Consigna 1: Reproduce sin ningún cambio las filas que van desde la primera de todas hasta la línea que contiene "column 33, row 238", ambos extremos incluidos.
++++ Fragmento proporcionado ++++
He podido acercarme hace poco para comer en el remodelado El Portal. De los dos menús nos aventuramos en el “Vanguardia” (80 € + IVA), dejando el clásico (60 € + IVA) para otra excusa. Se trata de un menú largo de experimentación y creación propia, lo que siempre resulta personal y arriesgado. Originales snack, en especial el corte de queso y miel, que recuerda a un éxito clásico de la casa y las entrañables croquetas “que le quitamos a mi madre”. Muy pensado  el “Queso de cabra y germinados bajo un velo de néctar de pimiento”. Muy bien presentada y acertada la selección de aceites y sales aromatizadas.

Les siguió “Mediterráneo, concasse de pepino, yogurt, almendras frescas, helado de manzana verde, pan y aceite picual”; y el cardo rojo a la plancha, de un textura impecable. La ostra gillardeada  cocinada a baja temperatura con sopa de castañas y alcachofas tenía una sobresaliente consistencia y acertada combinación de sabores.

Preciosa la colorida composición “Bajo un manto de hojas secas, invierno” a base de diminutas láminas desecadas de verduras que ocultaban un paté de foie marca de la casa. Muy logrado el “Hongo 25 minutos (luego asado a la parrilla con clorofila y pera)” que mantiene la tersura del bosque con una elaboración delicada plena de aromas contrarios. Buen contraste de sabores y texturas en “Cigalas y oreja de cerdo en adobo y luego asada con un caldo clarificado y puntas de espárragos verdes”. Consistencia excelente de la “Merluza curada unos minutos en sal y luego asada, con un caldo clarificado de purrusalda y un poco de mantequilla Maître d´hotel”. Elaborado, muy visual y sabroso el “Rabo de cordero glaseado con un toque de jengibre y hortalizas frescas”.

Los postres se llenaron con “Sopa fresca de manzana sin fin y helado de menta fresca” en la que una interminable lámina finísima de una espléndida, fresca y aromática manzana, con sabor a un buen chicle recién empezado, te hacía desear que no se acabara nuca. Buena “Tira de chocolate negro, con helado de leche, zumo de pimiento verde y germinados” y finalizamos con petit fours.  Como vino se nos sugirió un acertado y ajustado Zacarías de Bivián reserva de 2001 (18 + IVA €) con un inesperado retrogusto, por bueno. Finalmente, irrefrenable tentación la del pan rústico.

El local ha ganado en calidez decorativa desde el traslado de la anterior ubicación en el mismo edificio. A veces lo clásico, o la bondad del silencio, maridan muy bien con la buena comida. En los baños parece que se impone el gusto Michelin, que requiere unos segundos para empujar, con emoción contenida, la puerta adecuada. Por último, debe hacer más sencilla y amigable su web y diseñarla para que se pueda ver bien desde el móvil.

La sensación final es la de haber estado ante una de las mejores cocinas de vanguardia de España, hecha por Francis Paniego, un gran profesional enamorado de su oficio y profundamente enraizado en el solar que le vio nacer. Volveré siempre que pueda a celebrar algo importante o a compartir la mesa con una persona querida, buscando la emoción de la primera vez y sabiendo que aquí es donde la sentí.
++++
Consigna 2: ¿Cómo se traduce al inglés esta oración de la reseña del restaurante El Portal: «A veces lo clásico, o la bondad del silencio, maridan muy bien con la buena comida.»?
++++ Material de trabajo ++++
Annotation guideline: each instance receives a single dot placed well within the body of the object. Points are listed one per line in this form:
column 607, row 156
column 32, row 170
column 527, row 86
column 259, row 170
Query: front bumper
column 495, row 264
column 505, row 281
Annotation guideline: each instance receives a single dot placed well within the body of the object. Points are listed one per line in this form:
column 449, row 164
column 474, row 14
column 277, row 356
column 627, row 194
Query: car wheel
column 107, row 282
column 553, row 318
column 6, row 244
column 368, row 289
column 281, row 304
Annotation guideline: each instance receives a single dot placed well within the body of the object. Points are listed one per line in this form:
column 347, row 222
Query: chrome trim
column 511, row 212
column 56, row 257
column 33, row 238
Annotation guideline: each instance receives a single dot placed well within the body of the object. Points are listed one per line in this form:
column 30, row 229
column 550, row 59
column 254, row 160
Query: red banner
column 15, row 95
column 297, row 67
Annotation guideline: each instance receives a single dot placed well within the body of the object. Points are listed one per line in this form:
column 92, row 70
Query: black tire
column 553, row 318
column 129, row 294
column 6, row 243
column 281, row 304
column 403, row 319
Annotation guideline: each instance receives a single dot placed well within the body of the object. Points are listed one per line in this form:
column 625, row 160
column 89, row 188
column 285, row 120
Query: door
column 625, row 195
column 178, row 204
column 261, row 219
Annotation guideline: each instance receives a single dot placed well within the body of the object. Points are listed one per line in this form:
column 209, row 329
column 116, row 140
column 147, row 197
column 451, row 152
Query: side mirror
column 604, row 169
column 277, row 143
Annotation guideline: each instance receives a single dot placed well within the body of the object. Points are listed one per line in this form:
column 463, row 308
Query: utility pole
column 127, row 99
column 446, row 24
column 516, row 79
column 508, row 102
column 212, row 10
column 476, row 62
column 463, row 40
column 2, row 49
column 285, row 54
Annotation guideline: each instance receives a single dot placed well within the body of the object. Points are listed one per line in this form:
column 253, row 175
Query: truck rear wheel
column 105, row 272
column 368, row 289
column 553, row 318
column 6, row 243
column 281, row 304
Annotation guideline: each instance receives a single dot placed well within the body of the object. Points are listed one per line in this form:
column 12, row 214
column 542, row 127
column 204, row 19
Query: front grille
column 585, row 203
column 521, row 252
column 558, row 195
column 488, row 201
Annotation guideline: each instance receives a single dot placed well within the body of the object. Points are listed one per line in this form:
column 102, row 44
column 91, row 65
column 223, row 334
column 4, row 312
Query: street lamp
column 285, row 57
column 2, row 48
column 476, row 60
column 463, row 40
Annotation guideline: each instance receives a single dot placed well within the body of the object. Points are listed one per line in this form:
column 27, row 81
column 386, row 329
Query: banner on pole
++++
Respuesta correcta 1:
Annotation guideline: each instance receives a single dot placed well within the body of the object. Points are listed one per line in this form:
column 607, row 156
column 32, row 170
column 527, row 86
column 259, row 170
Query: front bumper
column 495, row 264
column 505, row 281
Annotation guideline: each instance receives a single dot placed well within the body of the object. Points are listed one per line in this form:
column 449, row 164
column 474, row 14
column 277, row 356
column 627, row 194
Query: car wheel
column 107, row 282
column 553, row 318
column 6, row 244
column 368, row 289
column 281, row 304
Annotation guideline: each instance receives a single dot placed well within the body of the object. Points are listed one per line in this form:
column 347, row 222
Query: chrome trim
column 511, row 212
column 56, row 257
column 33, row 238

Respuesta correcta 2: Sometimes classic style, or the goodness of silence, pair very well with good food.